=== Your instructions ===
Copy out every line of the records in which "Class" can be found.

----------

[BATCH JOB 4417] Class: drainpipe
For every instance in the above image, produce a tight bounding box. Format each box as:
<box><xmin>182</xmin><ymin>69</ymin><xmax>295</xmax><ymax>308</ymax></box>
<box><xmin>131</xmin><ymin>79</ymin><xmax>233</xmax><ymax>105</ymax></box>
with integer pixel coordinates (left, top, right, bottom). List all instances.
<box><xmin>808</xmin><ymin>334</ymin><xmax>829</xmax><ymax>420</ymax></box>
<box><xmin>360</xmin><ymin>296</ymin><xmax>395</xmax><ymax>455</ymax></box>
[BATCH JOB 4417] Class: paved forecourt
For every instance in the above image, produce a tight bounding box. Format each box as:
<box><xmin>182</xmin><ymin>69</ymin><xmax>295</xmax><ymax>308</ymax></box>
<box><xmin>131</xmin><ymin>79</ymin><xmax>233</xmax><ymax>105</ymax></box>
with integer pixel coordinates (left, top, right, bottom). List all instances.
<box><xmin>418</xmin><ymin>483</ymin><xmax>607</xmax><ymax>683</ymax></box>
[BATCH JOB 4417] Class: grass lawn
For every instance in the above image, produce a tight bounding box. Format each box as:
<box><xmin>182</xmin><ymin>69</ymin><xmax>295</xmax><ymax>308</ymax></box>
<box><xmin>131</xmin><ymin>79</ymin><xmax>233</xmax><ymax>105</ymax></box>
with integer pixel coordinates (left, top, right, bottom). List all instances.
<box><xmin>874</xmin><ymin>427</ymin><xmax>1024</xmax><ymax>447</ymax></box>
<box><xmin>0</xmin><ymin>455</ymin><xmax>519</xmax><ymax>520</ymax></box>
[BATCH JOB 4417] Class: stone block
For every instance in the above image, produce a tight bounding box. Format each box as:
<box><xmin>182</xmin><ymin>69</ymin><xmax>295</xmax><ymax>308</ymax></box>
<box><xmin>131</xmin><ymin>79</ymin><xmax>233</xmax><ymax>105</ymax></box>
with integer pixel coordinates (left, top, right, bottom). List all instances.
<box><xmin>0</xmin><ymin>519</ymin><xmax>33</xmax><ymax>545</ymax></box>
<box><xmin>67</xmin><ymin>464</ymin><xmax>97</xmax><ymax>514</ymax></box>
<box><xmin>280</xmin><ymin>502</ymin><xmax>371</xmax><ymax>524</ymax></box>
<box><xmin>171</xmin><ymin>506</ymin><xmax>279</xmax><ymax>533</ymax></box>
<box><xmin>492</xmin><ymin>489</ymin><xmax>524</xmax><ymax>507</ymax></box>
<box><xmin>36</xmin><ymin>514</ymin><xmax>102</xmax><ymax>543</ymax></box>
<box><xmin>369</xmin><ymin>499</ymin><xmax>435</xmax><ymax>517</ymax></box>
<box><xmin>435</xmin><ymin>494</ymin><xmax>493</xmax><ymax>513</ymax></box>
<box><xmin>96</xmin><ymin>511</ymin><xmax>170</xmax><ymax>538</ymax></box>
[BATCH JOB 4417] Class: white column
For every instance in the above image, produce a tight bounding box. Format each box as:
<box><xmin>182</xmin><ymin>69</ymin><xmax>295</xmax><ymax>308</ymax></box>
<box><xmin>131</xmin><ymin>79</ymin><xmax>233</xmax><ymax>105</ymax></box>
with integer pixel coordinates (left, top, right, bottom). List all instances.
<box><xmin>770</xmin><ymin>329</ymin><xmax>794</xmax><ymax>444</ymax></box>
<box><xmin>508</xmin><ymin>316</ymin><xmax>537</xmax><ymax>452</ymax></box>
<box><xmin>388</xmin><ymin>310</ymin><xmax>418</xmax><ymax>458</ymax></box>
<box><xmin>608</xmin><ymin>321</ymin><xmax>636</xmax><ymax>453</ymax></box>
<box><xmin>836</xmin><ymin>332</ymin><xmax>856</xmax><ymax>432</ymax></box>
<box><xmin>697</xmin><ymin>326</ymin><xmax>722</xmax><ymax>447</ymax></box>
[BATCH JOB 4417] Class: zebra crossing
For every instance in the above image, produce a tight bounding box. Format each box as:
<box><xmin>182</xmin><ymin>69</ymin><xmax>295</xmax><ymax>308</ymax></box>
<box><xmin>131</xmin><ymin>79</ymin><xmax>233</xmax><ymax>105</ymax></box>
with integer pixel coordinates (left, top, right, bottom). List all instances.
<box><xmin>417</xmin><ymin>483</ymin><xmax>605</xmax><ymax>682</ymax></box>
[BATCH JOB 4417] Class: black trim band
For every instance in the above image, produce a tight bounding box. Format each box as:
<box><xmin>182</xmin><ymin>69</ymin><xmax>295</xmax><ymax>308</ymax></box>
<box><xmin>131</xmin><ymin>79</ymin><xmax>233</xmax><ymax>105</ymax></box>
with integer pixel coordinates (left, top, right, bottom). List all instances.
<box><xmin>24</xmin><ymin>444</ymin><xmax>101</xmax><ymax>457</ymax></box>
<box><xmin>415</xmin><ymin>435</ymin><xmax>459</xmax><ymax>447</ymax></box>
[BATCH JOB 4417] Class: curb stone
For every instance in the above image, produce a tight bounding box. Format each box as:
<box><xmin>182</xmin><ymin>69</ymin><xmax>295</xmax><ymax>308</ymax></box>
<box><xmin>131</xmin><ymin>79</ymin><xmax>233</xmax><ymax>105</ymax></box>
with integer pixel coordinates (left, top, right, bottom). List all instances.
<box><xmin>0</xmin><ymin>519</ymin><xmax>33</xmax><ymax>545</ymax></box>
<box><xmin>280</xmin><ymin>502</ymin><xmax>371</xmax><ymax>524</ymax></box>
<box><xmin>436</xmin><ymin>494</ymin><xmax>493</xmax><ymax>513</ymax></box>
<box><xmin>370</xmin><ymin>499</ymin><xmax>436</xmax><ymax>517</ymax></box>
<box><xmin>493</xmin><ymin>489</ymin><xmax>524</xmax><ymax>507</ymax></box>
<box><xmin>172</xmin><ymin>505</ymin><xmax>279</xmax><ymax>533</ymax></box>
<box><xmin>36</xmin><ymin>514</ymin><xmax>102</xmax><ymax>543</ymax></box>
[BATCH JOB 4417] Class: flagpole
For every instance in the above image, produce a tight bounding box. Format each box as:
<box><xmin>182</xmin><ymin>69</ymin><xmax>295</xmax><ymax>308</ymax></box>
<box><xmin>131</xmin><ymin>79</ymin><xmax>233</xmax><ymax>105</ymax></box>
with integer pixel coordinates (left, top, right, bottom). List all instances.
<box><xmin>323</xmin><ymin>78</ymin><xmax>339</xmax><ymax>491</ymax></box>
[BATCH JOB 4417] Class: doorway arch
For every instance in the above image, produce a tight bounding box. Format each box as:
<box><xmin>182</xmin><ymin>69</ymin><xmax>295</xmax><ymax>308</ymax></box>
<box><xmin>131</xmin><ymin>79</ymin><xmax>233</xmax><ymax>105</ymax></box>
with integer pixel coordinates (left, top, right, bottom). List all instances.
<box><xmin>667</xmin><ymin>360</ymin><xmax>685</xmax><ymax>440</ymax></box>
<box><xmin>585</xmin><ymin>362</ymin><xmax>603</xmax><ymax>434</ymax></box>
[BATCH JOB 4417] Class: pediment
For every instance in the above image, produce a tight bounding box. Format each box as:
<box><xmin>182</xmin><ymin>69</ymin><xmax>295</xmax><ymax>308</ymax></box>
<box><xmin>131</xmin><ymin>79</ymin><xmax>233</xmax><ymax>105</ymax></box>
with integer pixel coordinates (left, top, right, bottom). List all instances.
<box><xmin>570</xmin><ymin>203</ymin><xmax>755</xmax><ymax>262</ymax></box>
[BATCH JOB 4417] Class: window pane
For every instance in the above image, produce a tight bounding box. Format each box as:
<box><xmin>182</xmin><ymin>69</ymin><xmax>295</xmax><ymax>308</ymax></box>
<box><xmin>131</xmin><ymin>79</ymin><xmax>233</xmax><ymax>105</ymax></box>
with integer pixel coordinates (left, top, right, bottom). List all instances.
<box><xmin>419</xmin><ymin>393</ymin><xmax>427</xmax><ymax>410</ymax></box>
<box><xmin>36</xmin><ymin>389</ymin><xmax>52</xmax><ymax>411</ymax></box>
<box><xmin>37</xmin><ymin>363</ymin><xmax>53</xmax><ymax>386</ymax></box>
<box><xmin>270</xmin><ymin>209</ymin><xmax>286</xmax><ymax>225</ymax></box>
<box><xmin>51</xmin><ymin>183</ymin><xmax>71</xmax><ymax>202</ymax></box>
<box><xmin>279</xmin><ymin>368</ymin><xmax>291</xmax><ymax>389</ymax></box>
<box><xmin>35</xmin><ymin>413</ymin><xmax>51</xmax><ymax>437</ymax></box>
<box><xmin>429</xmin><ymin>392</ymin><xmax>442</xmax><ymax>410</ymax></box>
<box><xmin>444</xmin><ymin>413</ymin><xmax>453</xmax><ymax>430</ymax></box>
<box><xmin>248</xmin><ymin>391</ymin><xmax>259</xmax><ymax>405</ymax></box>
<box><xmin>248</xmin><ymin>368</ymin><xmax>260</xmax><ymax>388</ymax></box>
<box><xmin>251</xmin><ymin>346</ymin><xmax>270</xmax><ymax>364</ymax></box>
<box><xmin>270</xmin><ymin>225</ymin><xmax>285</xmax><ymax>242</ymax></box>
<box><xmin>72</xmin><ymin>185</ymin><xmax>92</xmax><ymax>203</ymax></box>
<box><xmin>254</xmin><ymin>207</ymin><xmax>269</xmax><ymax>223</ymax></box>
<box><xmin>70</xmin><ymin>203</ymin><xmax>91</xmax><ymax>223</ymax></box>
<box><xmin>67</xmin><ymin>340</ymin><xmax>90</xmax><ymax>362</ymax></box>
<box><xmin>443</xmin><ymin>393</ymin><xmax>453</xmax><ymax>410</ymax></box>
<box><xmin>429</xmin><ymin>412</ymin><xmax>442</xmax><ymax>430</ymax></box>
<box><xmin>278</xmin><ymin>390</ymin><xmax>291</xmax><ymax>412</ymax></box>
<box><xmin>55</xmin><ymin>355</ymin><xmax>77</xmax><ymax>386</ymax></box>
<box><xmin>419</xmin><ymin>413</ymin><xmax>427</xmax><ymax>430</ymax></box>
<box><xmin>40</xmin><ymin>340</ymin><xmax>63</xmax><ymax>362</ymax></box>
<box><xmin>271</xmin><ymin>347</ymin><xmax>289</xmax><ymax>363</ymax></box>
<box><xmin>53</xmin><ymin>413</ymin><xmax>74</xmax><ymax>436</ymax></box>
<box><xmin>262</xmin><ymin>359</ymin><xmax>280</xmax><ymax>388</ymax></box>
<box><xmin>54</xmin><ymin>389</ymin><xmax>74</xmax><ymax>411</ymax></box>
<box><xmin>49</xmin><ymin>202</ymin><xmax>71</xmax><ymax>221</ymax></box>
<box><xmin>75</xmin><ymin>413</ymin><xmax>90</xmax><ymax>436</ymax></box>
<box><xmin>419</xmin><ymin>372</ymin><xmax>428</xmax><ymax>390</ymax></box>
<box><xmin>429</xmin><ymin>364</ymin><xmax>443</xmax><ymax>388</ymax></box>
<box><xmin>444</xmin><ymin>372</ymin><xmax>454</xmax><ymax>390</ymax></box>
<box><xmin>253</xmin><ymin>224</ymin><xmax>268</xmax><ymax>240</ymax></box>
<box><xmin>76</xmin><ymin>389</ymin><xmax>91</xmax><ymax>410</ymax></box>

----------

=== Reply to the task ===
[BATCH JOB 4417] Class: drainpipe
[BATCH JOB 4417] Class: paved forecourt
[BATCH JOB 4417] Class: grass lawn
[BATCH JOB 4417] Class: stone block
[BATCH JOB 4417] Class: white column
[BATCH JOB 4417] Class: zebra crossing
[BATCH JOB 4417] Class: black trim band
[BATCH JOB 4417] Class: curb stone
[BATCH JOB 4417] Class: flagpole
[BATCH JOB 4417] Class: doorway arch
[BATCH JOB 4417] Class: pediment
[BATCH JOB 4417] Class: window pane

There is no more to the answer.